Assigned task> Repeat the listing that follows exactly, please.

Provided material>
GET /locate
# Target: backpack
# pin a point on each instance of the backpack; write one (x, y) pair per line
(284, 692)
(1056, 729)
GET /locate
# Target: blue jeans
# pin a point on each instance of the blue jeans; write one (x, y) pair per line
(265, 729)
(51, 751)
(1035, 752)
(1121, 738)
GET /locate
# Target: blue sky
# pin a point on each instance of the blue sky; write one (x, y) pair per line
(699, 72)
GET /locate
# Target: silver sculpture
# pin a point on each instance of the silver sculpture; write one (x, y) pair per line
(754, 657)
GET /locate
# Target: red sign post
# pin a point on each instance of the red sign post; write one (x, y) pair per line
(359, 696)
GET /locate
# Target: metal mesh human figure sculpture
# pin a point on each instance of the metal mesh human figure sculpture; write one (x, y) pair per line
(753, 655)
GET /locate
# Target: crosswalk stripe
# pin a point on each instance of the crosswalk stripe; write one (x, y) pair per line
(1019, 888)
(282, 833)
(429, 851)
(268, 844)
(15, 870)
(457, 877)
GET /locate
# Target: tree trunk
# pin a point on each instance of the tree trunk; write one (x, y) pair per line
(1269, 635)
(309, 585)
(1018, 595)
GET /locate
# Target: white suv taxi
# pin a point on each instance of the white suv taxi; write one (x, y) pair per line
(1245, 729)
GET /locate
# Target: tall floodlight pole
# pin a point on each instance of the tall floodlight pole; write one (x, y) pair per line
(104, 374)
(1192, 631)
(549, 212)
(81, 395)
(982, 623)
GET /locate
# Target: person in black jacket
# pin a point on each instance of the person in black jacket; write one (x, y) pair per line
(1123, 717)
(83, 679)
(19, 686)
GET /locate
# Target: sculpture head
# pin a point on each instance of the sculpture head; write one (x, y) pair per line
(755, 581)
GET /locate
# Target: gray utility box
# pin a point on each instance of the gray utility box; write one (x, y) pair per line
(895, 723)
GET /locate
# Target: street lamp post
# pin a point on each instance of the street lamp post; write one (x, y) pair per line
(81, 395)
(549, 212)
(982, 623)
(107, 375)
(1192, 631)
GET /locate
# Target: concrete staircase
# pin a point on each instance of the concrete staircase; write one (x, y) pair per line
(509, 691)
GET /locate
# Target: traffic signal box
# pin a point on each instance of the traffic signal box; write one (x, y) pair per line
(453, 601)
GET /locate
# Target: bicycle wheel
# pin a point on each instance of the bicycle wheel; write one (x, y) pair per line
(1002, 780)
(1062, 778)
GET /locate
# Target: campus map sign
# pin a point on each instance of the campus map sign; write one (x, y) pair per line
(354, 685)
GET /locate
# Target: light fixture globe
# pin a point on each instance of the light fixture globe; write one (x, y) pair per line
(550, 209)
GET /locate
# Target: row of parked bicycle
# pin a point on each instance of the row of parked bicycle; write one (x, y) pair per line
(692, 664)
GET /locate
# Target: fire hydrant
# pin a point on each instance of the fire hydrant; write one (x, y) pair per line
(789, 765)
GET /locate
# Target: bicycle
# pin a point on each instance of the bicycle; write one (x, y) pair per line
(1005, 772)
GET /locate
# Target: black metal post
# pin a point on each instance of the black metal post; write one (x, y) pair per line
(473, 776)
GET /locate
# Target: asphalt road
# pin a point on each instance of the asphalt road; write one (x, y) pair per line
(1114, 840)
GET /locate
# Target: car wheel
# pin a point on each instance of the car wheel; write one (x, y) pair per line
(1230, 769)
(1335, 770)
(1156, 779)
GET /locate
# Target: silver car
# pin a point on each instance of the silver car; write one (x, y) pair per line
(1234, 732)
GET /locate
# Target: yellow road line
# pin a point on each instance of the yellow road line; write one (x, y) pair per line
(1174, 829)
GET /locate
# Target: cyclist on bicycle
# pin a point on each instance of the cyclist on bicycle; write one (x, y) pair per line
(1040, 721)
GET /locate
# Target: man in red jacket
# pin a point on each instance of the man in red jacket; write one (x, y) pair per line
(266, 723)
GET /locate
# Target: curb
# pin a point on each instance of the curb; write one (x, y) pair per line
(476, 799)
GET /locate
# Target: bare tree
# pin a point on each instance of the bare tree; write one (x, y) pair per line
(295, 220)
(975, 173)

Solution to the exercise>
GET /locate
# Target: backpack
# pin a point on each instance of the backpack; write one (x, y) pair per line
(284, 692)
(1056, 729)
GET /locate
# Target: blue jeans
# pin a point on each instance of the blue jeans; write one (x, y) pair per line
(265, 729)
(51, 751)
(1035, 752)
(1121, 738)
GET /locate
# Target: blue sky
# pin a point on each instance of the blue sky; write one (x, y) pair per line
(699, 72)
GET /locate
# Target: silver sculpture
# pin a point on each instance of the silver sculpture; write one (x, y) pair per line
(754, 657)
GET /locate
# Target: red sign post
# pin a point on each instance of the red sign post; write one (x, y) pair per line
(359, 696)
GET /locate
# Target: metal mesh human figure sculpture
# pin a point on each instance of the metal mesh human figure sculpture; write one (x, y) pair per line
(753, 655)
GET /locate
# Target: crosswalk stripe
# pin a point on each instance of the crosswalk stripe; write one (x, y) pair per line
(1019, 888)
(282, 833)
(429, 851)
(268, 844)
(15, 870)
(457, 877)
GET /locate
# Target: tree trunk
# pin a point on each instance of the tree trunk; write one (x, y) pair per line
(1269, 635)
(309, 585)
(1018, 595)
GET /locate
# Target: white suv taxi
# pin a point on each instance of the white suv taxi; write one (x, y) pair per line
(1245, 729)
GET /locate
# Target: tall floodlight pole
# pin a point on each instance of the tall floodlight pole; write one (x, y) pair per line
(104, 374)
(1192, 631)
(549, 212)
(81, 395)
(982, 623)
GET /locate
# Target: person in black jacket
# pin a point on each instance of the person in black jacket; write one (x, y) pair per line
(1123, 717)
(83, 679)
(19, 686)
GET /locate
# Target: sculpture head
# pin a point on each instance of the sculpture head; write one (x, y) pair per line
(755, 581)
GET /locate
# Target: gray utility box
# pin a point on each instance of the gray utility box; write one (x, y) pair per line
(895, 723)
GET /locate
# Target: street lamp post
# pin a point on each instance of the street lamp post; write one (x, y) pair per line
(81, 395)
(549, 212)
(982, 623)
(107, 375)
(1192, 631)
GET /locate
# Target: concrete staircase
# pin a point on each instance of the concrete staircase; write one (x, y) pair per line
(509, 691)
GET /locate
# Target: traffic signal box
# pin a point on each instance of the traffic signal box; write one (x, y) pair per line
(453, 601)
GET /locate
# Target: bicycle wheel
# pin a point on each instance of the bicycle wheel; write one (x, y) pair per line
(1002, 780)
(1062, 778)
GET /locate
# Target: campus map sign
# pin a point on each instance of the campus map sign; write one (x, y) pair per line
(354, 685)
GET /locate
# Target: light fixture globe
# pin a point on each instance of the light fixture globe; write one (x, y) pair per line
(550, 209)
GET /locate
# Target: row of parked bicycle
# pin a point on each instance of the row of parked bicycle; write one (x, y) pair per line
(692, 664)
GET /locate
# Target: fire hydrant
# pin a point on each instance of the fire hydrant; write one (x, y) pair per line
(789, 765)
GET /locate
# Target: bicycle
# pin a point on each instance of the bicycle; write one (x, y) pair per line
(1005, 772)
GET /locate
# Target: black metal post
# pin a point on each instance of the black metal post; write one (x, y) pair per line
(473, 776)
GET /locate
# Target: asphalt road
# pin a point on each instance of the asphalt road; write one (x, y) pair per line
(1114, 840)
GET /locate
# Target: car wheel
# pin a point on each instance of the car wheel; write one (x, y) pair per line
(1230, 769)
(1335, 770)
(1156, 779)
GET /locate
# Target: silver car
# pin a point on each instance of the silver car; write one (x, y) pair per line
(1234, 732)
GET /locate
# Target: yellow road line
# pin a point on each instance of the yellow road line; write one (x, y) pair per line
(1174, 829)
GET /locate
# Target: cyclist on bicycle
# pin a point on each instance of the cyclist on bicycle; write one (x, y) pair per line
(1040, 721)
GET /locate
# Target: man in red jacket
# pin a point on each instance of the man in red jacket; write one (x, y) pair per line
(266, 723)
GET /locate
# Target: curb
# pin a point on each instance of the curb; write one (x, y) pair per line
(476, 799)
GET /locate
# Target: bare tree
# pin a point on each instance of the bare tree; write one (x, y) pair per line
(295, 220)
(975, 173)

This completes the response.